What is required: Locate each line of the records below that contains the string "query", and copy every such line. Treat the match as case-sensitive.

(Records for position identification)
══════════════════════════════

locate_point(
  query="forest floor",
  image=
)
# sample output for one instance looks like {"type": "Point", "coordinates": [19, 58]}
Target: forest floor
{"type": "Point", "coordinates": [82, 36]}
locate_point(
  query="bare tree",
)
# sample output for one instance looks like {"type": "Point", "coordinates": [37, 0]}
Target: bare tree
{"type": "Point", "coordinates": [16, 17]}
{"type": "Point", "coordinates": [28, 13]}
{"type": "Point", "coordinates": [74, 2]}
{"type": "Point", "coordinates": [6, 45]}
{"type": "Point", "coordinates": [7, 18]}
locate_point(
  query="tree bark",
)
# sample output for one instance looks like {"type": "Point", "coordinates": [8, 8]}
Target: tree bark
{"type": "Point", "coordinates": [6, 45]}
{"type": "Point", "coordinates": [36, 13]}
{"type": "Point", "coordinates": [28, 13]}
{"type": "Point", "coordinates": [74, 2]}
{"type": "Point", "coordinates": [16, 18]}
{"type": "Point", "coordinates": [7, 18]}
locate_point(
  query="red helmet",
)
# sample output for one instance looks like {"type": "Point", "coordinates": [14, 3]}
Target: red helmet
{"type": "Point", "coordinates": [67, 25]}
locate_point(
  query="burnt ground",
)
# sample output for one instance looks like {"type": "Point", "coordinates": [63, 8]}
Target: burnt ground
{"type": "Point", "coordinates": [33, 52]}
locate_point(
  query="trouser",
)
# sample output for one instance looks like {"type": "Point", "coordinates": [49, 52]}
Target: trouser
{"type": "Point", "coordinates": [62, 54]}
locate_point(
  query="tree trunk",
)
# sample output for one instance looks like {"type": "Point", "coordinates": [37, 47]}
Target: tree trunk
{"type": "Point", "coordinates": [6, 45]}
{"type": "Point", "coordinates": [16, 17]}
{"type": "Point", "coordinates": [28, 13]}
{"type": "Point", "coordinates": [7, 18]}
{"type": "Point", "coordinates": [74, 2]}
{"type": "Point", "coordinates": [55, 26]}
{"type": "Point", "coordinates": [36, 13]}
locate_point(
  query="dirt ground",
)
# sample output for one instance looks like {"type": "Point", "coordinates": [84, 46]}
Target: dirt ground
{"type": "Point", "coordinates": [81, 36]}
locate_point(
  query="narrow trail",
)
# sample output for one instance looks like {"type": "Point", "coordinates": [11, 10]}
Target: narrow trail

══════════════════════════════

Response below:
  query="forest floor",
  query="bare tree",
  query="tree bark",
  query="red helmet",
  query="burnt ground",
  query="trouser",
  query="tree trunk",
  query="dirt ground",
  query="narrow trail",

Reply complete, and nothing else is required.